>>>

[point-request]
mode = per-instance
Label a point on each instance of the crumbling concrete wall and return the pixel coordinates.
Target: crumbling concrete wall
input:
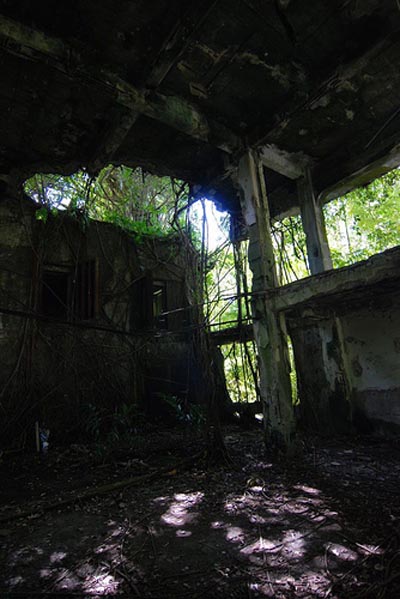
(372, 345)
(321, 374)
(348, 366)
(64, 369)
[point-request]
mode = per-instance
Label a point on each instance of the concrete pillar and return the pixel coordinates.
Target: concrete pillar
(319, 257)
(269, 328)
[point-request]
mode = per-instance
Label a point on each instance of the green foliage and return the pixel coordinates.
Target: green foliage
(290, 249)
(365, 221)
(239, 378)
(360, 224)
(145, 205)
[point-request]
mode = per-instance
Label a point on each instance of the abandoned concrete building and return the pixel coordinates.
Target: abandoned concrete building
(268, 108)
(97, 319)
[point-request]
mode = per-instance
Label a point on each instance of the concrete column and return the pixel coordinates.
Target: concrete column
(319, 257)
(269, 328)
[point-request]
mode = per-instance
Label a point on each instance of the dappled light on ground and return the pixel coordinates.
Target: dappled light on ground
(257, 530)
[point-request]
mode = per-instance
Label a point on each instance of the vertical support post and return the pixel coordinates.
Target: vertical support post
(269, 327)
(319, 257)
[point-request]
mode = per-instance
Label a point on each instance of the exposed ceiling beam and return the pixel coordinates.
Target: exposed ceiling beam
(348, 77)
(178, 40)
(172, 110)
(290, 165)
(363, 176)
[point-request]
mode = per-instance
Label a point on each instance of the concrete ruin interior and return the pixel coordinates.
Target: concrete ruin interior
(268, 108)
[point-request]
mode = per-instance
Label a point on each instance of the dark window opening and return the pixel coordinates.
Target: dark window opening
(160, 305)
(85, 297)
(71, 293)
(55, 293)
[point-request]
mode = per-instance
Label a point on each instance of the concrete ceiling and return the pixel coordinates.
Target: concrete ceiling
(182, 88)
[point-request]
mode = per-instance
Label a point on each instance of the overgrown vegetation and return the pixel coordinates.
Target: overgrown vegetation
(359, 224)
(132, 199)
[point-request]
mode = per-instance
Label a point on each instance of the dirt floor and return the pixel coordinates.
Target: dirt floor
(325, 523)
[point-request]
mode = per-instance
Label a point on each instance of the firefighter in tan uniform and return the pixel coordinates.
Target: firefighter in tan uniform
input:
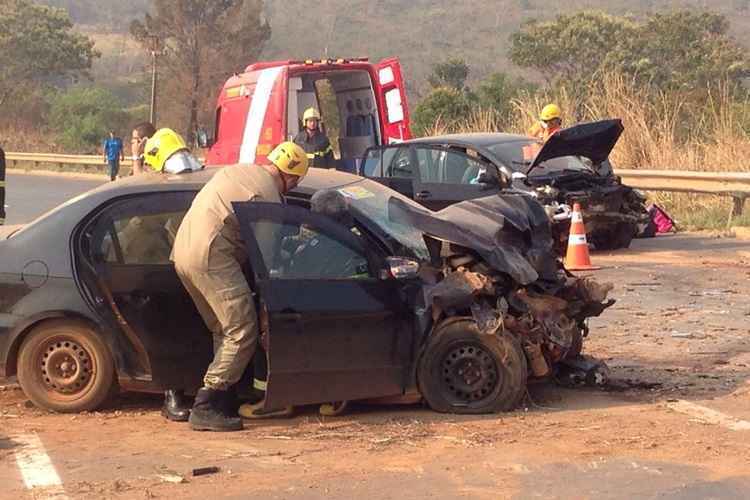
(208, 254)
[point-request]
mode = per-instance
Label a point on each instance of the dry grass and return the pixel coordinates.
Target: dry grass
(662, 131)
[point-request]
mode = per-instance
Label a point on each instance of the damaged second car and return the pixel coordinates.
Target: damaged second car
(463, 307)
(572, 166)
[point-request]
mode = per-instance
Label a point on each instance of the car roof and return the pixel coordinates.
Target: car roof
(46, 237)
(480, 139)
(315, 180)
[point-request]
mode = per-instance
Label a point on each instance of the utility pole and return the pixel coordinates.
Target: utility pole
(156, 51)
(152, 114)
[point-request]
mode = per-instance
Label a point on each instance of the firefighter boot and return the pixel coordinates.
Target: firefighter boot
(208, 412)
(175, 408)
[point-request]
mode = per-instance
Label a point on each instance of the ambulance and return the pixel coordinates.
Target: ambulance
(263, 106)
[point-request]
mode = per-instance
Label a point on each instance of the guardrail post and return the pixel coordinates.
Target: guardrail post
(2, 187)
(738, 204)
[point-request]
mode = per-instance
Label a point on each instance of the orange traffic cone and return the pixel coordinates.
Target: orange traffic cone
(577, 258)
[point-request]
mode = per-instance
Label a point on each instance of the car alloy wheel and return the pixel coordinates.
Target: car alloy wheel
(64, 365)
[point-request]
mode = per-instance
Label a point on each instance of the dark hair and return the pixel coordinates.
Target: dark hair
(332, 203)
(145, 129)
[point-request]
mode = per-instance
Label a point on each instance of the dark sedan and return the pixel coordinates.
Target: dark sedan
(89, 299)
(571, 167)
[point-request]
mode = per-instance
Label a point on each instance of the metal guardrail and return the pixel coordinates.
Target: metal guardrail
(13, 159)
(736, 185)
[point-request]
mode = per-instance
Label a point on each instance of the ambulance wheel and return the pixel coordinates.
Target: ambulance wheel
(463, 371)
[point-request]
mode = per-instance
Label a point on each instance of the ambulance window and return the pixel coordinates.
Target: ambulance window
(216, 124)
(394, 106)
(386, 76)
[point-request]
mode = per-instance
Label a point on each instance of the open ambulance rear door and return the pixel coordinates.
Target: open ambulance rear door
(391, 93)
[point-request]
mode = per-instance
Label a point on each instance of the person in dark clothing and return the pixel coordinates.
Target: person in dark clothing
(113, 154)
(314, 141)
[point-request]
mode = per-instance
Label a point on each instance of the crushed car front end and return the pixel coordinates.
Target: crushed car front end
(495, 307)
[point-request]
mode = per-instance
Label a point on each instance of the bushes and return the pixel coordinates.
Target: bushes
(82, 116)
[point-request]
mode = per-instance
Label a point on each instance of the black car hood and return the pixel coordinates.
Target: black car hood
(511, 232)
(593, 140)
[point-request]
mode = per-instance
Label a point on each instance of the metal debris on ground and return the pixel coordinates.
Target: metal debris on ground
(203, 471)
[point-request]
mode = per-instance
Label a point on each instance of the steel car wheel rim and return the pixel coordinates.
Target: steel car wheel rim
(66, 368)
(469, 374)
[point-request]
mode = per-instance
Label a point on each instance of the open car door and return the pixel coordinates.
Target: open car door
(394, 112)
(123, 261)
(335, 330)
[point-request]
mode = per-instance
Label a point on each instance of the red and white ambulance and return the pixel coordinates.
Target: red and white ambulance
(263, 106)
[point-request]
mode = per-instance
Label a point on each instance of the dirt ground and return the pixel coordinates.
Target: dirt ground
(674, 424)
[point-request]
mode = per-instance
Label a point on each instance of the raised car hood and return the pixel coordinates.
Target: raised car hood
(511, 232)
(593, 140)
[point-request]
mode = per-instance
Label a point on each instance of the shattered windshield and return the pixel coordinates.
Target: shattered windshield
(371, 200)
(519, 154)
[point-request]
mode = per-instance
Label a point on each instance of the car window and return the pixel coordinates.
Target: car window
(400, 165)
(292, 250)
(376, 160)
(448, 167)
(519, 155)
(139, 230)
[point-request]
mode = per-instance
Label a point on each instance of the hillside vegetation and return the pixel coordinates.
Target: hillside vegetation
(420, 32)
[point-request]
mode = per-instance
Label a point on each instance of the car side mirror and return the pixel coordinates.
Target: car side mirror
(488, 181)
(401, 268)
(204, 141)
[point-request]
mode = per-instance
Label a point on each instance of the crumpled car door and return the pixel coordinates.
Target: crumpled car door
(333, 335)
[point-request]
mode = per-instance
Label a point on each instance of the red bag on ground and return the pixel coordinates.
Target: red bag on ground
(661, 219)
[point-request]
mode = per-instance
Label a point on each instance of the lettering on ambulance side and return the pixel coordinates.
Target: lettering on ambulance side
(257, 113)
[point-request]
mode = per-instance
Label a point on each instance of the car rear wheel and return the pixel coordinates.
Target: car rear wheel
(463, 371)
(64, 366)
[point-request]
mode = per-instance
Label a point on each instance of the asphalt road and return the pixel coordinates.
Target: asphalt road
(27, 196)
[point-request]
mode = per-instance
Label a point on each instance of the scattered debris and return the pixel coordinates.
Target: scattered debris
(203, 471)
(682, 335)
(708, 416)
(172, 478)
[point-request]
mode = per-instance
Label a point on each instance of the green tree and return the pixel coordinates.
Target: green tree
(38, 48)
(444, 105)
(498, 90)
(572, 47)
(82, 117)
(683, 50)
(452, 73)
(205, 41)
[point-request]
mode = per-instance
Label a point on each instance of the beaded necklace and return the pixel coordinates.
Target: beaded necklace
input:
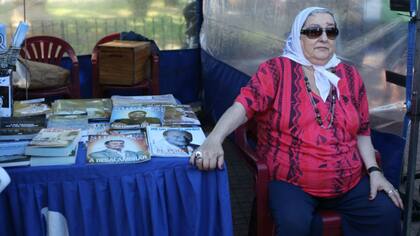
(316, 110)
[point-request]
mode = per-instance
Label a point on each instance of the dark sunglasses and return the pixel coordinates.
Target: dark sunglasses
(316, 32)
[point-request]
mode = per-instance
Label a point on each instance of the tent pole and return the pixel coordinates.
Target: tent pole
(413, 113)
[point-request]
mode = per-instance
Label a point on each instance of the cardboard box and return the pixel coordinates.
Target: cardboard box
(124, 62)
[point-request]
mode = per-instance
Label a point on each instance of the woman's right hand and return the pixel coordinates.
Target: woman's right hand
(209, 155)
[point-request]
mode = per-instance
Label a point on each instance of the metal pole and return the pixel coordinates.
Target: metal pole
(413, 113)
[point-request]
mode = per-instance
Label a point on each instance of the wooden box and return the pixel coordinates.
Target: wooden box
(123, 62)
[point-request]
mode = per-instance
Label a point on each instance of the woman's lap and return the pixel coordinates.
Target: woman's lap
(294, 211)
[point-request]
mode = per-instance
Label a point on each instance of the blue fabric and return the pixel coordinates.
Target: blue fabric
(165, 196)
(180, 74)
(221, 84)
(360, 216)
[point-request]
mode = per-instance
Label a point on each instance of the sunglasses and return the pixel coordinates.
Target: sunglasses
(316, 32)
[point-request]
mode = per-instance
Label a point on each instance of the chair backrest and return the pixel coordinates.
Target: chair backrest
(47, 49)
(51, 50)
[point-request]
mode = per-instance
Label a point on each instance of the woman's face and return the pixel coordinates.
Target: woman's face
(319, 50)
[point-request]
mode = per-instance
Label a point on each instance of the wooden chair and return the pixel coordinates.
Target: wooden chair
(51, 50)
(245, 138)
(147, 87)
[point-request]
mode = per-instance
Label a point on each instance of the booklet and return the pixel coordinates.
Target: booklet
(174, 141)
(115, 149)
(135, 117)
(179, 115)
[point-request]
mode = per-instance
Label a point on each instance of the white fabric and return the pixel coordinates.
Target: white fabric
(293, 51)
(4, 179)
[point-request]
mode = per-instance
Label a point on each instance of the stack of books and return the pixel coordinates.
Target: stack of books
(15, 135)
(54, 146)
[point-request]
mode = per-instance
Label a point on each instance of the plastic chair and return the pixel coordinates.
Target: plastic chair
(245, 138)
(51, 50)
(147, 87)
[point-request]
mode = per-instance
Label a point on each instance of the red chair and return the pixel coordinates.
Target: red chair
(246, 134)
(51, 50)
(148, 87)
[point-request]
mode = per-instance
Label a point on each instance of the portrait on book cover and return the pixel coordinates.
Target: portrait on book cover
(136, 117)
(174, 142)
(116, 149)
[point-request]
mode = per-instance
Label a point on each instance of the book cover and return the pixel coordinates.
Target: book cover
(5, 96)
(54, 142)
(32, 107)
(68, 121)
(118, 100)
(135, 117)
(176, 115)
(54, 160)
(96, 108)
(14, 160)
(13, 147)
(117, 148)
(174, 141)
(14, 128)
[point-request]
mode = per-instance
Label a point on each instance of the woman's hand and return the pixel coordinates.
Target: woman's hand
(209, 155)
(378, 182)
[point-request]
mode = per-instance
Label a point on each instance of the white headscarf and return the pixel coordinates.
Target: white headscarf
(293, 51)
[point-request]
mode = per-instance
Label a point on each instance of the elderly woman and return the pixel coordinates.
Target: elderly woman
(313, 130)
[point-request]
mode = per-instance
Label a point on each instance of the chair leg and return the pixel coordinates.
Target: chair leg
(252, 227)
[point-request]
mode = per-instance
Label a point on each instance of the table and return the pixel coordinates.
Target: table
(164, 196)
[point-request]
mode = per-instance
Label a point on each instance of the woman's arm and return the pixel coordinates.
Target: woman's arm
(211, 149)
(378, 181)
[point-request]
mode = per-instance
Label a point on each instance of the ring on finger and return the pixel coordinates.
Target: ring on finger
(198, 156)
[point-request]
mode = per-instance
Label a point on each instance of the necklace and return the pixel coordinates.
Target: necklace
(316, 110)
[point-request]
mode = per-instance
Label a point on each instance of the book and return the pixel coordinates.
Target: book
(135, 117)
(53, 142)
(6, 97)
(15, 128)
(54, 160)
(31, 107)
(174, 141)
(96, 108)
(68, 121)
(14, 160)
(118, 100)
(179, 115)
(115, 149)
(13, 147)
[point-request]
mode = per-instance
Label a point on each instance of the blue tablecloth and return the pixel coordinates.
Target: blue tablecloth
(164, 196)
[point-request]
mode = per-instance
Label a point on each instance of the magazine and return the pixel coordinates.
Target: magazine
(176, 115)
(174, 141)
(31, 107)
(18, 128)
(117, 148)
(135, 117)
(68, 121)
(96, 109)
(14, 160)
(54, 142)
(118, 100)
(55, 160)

<<<

Nothing but a number is needed: the count of lines above that contain "wall".

2